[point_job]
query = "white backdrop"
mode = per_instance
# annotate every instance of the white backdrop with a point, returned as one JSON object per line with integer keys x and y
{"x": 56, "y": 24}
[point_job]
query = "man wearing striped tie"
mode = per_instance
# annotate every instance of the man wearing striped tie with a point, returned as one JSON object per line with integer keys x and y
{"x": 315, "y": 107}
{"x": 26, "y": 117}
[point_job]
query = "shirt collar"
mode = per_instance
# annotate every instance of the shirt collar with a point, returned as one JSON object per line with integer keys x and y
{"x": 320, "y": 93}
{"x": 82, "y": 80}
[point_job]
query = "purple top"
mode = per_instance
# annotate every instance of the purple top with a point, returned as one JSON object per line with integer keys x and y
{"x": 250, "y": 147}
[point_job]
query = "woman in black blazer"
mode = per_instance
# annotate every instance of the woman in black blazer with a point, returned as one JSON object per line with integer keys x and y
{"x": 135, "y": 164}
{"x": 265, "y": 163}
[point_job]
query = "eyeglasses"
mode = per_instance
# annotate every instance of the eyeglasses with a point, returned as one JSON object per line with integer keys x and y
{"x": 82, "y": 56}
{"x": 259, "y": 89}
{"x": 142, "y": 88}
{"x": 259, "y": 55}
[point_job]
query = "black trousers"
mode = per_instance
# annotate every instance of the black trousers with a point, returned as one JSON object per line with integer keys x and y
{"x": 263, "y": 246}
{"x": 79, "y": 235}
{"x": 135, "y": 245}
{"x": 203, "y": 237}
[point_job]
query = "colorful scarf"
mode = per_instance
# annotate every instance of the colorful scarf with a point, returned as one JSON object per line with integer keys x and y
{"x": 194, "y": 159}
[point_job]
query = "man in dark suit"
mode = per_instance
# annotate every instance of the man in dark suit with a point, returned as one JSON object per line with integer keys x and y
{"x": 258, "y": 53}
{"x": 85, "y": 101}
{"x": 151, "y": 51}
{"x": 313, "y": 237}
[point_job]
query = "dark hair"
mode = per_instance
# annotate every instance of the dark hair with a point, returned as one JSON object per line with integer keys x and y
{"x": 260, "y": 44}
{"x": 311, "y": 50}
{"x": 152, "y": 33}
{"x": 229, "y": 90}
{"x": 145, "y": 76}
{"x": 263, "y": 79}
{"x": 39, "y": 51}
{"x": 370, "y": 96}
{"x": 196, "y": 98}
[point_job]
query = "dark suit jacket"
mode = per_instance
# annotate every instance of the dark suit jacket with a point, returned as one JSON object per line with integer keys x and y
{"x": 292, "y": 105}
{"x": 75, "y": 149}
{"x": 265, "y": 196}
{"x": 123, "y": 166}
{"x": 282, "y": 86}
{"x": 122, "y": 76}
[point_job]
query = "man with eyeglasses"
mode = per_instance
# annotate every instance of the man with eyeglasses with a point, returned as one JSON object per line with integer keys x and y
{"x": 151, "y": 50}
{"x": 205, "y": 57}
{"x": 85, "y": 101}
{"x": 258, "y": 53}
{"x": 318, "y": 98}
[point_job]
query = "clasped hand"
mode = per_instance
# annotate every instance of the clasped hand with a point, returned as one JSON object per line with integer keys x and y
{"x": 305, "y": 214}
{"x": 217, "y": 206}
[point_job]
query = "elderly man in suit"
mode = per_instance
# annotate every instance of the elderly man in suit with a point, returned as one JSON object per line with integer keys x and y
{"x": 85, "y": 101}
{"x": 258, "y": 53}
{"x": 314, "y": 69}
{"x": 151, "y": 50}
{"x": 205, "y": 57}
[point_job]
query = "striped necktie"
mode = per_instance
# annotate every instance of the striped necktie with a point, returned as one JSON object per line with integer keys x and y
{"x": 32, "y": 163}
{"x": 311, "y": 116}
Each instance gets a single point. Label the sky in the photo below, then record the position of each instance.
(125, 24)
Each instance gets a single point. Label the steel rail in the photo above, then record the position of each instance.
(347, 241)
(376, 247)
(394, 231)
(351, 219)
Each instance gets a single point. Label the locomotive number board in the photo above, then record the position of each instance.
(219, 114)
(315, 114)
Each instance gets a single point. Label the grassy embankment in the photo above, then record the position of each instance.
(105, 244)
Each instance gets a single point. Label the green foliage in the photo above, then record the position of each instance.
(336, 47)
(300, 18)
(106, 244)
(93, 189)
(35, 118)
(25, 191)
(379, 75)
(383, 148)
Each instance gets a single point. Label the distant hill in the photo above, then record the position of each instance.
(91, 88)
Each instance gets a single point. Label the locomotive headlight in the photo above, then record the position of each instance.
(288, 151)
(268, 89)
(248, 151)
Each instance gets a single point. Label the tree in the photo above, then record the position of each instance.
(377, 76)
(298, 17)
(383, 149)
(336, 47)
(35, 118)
* * *
__TASK BRIEF__.
Change every "locomotive" to "engine" in the lines from the one containing "Each instance gets a single point. Label the steel" through the end of the records, inclusive, and reproduce those lines with nothing else altered.

__RESULT BELOW__.
Each instance gets a single point. Label the steel rail in the photo above, then record the position of each instance.
(347, 241)
(376, 247)
(394, 231)
(351, 219)
Each instance gets a single point. Label the engine number board in the photo above, then record the position of each instance.
(219, 114)
(315, 114)
Each instance gets a single point. Label the grassy embankment in the photo above, then record the position of each instance.
(105, 244)
Each instance gets a single point. Label the green foliage in the photo above, then record the position of each instance.
(336, 47)
(300, 18)
(106, 244)
(93, 189)
(35, 118)
(25, 191)
(379, 75)
(383, 148)
Each instance gets a single point. Label the distant hill in the photo above, then record the position of each instance.
(91, 88)
Each instance gets a single point. Label the engine headlight in the photo above, then record the position of each instance.
(288, 151)
(268, 89)
(248, 151)
Each instance gets a single point. Label the tree in the photo above, then record the position of each instance.
(377, 76)
(298, 17)
(383, 149)
(336, 47)
(35, 118)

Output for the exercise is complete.